# New acquistions this weekend



## NCWoodArt (Nov 3, 2013)

No pic's yet as i had no time to get them photographed before squeezing them into a already jammed packed shop. I went to estate auction this weekend because it has some woodworking items I wanted to at least get a bid in on them. Like anything I want to do I had to wait until the very end of the auction before the woodworking stuff went up for bid.

The planer was first, a Craftsman 12" Planer molder (this is the re-badged Foley Belsaw 984/985). Auctioneer said opening bid $300- no takers surprisingly, do I hear $200? No bidders- I start bidding at $100 & we have a winner!! This thing was like new, had spare set of brand new blades with it.

Nest was the Unbranded with what it was but I knew by the model # & brand name exactly what it was. A woodmaster W2600 thickness drum sander. Opening bid $100- paused for two or three seconds & a second bidder jumped in because someone blurted out that is too cheap for a drum sander. A bidding war ensued with me being the victorious one at $625 which was well above my budget but I knew it was a once in a lifetime moment to gte such a nice piece of equipemnt for little money. Also like brand new condition. These are both beast & weigh about 400-500 pounds each. both are 230v so I will have to do some minor electrical upgrades as I only have 1 230v outlet & my dust collector is on that outlet. plan is to add another breaker & run another recepticle & just swap the planer & sanders as needed.

Doing some research today I see the last used woodmaster of same part number sold for $1550 on ebay & the Sears planer molder sold for over $500 in poor condition at gov't auction online. So I feel good about money spent now I just have to raise some cash in a hurry to be able to pay my house payment this month.

Just glad I went alone without Mrs or would have been a no sale for sure...

Reactions: Like 2


----------



## Nature Man (Nov 3, 2013)

Congrats on the great finds! I've been looking at auctions around where I live, but unsuccessful so far in finding woodworking stuff. Chuck


----------



## ButchC (Nov 3, 2013)

Yay auctions!! Don't be discouraged if they don't specically say woodworking tools or equipment as many folks have no idea what stuff is. If you can "preview" the sale do it!

I am glad to hear someone else found some good equipmentat an auction.

Butch


----------



## jimmyjames (Nov 3, 2013)

I need to start going to more auctions... last time I went to one was with a friend to help him load a powermatic table saw, I wasn't a registered bidder and a 24" 7hp 3ph spiral cutter head planer went for $320...... it was an older model and probably weighed 1200-1500 pounds or more, heck the drive motor was 2hp... how big is the drum sander? On your drum sander your going to need your dust collector going, without it your going to dust yourself out in no time.


----------



## jimmyjames (Nov 3, 2013)

Oops I just reread the thread, your going to run another outlet.... I didn't catch that part


----------



## NCWoodArt (Nov 4, 2013)

____

Challenge: Write the next part of the forum thread about the planer and drum sander bought at an estate auction, picking up after its final line. The lines after this have nothing to do with the forum thread.

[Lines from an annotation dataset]
____

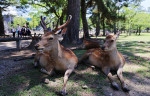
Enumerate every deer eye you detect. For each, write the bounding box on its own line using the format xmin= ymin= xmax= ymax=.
xmin=49 ymin=37 xmax=53 ymax=40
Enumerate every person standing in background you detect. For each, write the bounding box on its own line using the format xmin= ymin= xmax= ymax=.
xmin=12 ymin=26 xmax=16 ymax=38
xmin=16 ymin=24 xmax=21 ymax=37
xmin=20 ymin=26 xmax=26 ymax=37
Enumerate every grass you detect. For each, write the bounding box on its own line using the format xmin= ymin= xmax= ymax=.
xmin=0 ymin=33 xmax=150 ymax=96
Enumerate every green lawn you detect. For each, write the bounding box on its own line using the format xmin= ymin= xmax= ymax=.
xmin=0 ymin=33 xmax=150 ymax=96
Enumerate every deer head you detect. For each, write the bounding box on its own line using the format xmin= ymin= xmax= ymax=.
xmin=35 ymin=15 xmax=72 ymax=50
xmin=102 ymin=32 xmax=120 ymax=51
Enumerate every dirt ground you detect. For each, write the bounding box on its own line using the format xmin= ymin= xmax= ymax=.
xmin=0 ymin=49 xmax=150 ymax=96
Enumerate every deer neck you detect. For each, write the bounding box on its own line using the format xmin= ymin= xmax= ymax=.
xmin=52 ymin=41 xmax=62 ymax=58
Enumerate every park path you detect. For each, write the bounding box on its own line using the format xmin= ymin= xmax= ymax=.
xmin=0 ymin=40 xmax=31 ymax=51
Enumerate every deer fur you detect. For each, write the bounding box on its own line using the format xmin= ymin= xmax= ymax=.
xmin=34 ymin=16 xmax=78 ymax=95
xmin=80 ymin=32 xmax=129 ymax=91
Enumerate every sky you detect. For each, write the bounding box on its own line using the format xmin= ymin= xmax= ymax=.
xmin=141 ymin=0 xmax=150 ymax=9
xmin=3 ymin=0 xmax=150 ymax=17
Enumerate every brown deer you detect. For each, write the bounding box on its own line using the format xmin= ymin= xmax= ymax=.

____

Response below:
It's a 26" drum sander, wish it had a conveyor belt instead of the sandpaper feed drive but I really do not plan on ever sanding anything long heavy or wide. But plans change.


----------



## barry richardson (Nov 4, 2013)

Nothing like getting a great bargain to make your day.... anxiously awaiting the pics:)


----------



## DKMD (Nov 4, 2013)

Congrats on the tools!

I've only been to one tool auction, but it was one of the most exhilarating things I've ever done(related to woodworking). I dropped about $500 for several thousand dollars worth of turning tools, and I should have spent a whole lot more. That was almost a year ago, and I'm still kicking myself for not buy more stuff. By the end of the auction, they were selling boxes of random stuff for five and ten bucks... Some of those boxes had hundreds of dollars worth of tools, and a lot of them were still in original packages covered in packing grease. I'm on the look out for another auction, but I don't know that I'll ever find one with the same variety and quality of stuff.


----------



## justturnin (Nov 5, 2013)

UNACCEPTABLE!!!!! 48 hours and still no pics. Why do you hate us Bill? WHYYYYY??????

Reactions: Like 1


----------



## Mike1950 (Nov 5, 2013)

I went to 2 auctions a decade ago- one I ended up with 2- 1 ton loads of hardwood. $250 and the other I ended up with 2 pu loads of hardwood plywood for $120. After the second auction I was thinking why did I buy this. I am still using the plywood and I am thinking Dumbshitka- why the hell did you not buy more....................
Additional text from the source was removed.